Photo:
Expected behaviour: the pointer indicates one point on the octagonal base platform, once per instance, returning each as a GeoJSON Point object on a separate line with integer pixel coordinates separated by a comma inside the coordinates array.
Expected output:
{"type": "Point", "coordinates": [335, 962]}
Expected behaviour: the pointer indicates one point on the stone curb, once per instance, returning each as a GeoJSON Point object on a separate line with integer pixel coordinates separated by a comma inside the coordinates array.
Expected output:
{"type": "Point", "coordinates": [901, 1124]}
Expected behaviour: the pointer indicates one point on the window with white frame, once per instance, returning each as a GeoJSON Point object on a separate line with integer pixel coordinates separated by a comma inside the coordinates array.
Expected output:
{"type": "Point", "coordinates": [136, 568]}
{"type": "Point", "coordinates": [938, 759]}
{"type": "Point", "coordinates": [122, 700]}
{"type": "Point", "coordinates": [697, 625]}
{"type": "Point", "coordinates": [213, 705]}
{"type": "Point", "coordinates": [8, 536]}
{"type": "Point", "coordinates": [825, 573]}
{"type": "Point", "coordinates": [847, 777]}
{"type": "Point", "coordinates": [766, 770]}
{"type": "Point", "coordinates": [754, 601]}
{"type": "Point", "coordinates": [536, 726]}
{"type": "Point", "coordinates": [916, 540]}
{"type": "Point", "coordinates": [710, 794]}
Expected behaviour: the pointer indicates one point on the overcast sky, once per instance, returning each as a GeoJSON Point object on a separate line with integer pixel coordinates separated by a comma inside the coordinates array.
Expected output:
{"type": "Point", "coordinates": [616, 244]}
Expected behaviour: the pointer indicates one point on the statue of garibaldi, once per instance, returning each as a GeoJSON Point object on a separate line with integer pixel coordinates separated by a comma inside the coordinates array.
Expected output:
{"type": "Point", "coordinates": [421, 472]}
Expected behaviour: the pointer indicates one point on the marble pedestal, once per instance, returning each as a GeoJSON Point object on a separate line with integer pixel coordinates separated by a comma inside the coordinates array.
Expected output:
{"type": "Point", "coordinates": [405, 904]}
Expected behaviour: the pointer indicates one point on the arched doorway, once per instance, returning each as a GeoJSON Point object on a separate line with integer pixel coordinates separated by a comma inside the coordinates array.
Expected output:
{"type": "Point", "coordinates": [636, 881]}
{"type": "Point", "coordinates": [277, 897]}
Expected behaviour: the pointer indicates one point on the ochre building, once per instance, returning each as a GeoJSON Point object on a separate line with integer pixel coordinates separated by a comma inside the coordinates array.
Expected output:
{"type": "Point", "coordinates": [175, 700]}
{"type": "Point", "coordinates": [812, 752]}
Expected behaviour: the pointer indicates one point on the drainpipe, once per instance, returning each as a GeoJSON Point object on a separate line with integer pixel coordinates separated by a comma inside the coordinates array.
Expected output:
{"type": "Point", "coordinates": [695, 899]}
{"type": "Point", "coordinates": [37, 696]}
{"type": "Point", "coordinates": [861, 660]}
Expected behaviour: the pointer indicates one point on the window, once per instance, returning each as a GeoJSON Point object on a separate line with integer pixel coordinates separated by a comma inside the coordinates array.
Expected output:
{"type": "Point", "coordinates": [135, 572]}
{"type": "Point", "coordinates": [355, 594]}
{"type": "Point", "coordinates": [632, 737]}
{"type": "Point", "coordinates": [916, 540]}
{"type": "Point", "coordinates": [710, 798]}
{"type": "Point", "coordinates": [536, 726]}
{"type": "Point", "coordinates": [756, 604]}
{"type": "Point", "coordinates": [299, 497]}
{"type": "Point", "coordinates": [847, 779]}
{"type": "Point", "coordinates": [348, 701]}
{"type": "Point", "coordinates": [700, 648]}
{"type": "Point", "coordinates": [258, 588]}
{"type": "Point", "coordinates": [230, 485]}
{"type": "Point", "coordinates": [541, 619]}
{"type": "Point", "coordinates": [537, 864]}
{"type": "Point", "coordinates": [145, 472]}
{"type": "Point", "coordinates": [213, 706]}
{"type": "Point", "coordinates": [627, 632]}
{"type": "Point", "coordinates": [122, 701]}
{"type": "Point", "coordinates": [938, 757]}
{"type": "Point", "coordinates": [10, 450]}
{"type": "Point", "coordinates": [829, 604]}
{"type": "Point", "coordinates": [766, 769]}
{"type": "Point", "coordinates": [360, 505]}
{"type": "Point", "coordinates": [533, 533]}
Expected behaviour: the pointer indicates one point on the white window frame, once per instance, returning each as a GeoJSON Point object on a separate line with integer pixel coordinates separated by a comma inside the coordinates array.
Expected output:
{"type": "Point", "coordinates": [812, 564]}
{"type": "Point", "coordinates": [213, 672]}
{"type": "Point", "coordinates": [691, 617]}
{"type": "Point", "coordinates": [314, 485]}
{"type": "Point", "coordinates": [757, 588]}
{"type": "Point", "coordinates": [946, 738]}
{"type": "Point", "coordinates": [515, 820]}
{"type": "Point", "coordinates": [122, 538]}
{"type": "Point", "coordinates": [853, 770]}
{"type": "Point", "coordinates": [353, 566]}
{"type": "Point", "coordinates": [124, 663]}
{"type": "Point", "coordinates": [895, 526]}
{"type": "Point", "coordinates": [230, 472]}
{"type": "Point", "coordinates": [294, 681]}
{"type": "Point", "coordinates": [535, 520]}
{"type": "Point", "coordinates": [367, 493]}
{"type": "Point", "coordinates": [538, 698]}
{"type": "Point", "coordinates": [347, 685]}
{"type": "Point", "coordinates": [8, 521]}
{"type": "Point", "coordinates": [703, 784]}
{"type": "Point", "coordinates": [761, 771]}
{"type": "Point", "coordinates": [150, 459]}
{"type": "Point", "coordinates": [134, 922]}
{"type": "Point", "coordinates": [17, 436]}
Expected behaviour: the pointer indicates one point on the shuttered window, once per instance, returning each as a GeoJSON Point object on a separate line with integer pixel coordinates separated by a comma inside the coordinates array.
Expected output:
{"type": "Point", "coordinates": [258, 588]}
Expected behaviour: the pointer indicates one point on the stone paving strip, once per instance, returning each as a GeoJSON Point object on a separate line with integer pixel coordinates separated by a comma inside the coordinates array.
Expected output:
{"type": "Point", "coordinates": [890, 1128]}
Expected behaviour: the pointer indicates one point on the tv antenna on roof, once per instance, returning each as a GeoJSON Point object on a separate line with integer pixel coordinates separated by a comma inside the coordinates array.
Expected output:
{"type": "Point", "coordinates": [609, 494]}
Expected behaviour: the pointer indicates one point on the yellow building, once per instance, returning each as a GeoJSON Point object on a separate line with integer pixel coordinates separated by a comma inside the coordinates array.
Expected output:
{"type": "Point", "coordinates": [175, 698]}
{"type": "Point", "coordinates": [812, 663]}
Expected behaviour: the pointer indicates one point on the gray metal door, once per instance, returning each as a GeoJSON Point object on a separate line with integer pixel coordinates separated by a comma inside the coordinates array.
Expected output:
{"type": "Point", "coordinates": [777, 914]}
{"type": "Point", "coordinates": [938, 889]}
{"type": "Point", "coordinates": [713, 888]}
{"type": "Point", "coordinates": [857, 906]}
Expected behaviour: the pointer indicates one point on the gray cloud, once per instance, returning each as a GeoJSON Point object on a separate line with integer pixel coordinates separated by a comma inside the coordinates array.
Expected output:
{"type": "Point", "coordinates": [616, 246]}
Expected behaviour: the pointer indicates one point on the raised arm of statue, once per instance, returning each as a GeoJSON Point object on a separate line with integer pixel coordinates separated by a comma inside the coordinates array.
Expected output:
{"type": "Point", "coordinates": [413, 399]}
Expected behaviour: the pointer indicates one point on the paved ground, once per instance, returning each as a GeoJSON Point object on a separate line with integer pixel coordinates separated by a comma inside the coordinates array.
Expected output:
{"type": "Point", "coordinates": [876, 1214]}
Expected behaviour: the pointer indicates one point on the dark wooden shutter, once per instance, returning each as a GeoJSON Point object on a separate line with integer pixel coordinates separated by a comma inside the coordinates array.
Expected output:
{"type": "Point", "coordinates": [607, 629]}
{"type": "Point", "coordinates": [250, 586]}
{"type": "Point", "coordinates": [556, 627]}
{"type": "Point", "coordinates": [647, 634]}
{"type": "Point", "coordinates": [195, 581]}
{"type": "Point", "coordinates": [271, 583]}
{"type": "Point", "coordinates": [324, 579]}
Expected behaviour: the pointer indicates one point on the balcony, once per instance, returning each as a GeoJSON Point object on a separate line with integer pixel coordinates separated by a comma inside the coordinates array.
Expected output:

**Task item:**
Everything starting at the line containing "on the marble" and ending at the line containing "the window, once" in the records above should be repeated exactly, and only that.

**Solution for this task:**
Expected behaviour: the pointer indicates one point on the marble pedestal, once per instance, returning each as a GeoJSON Point object on a separate line with integer pixel coordinates separated by a comma inside the coordinates array.
Expected output:
{"type": "Point", "coordinates": [405, 904]}
Expected behaviour: the pointer indicates one point on the arched doorway, once per instance, returning each as a GeoJSON Point object on a separate line with integer pixel coordinates separated by a comma inside the coordinates array.
Expected output:
{"type": "Point", "coordinates": [636, 881]}
{"type": "Point", "coordinates": [277, 897]}
Expected behaviour: the pointer indicates one point on the ochre building, once per instance, returning each as a GeoJSON Point object on a separate line with integer pixel coordinates separated by a comma inside the coordinates array.
Expected output:
{"type": "Point", "coordinates": [175, 700]}
{"type": "Point", "coordinates": [812, 752]}
Expected behaviour: the pointer indicates one point on the drainpipe, once per instance, returning each as a GeoJSON Point object on a separate line with integer pixel coordinates separated by a comma inside the coordinates array.
Expected output:
{"type": "Point", "coordinates": [695, 899]}
{"type": "Point", "coordinates": [37, 696]}
{"type": "Point", "coordinates": [861, 660]}
Expected behaviour: the pointer indicates one point on the window, once per instance, returning each as a GeoJSON Point object on a separate line with integer pixel coordinates separated by a comma inside the coordinates array.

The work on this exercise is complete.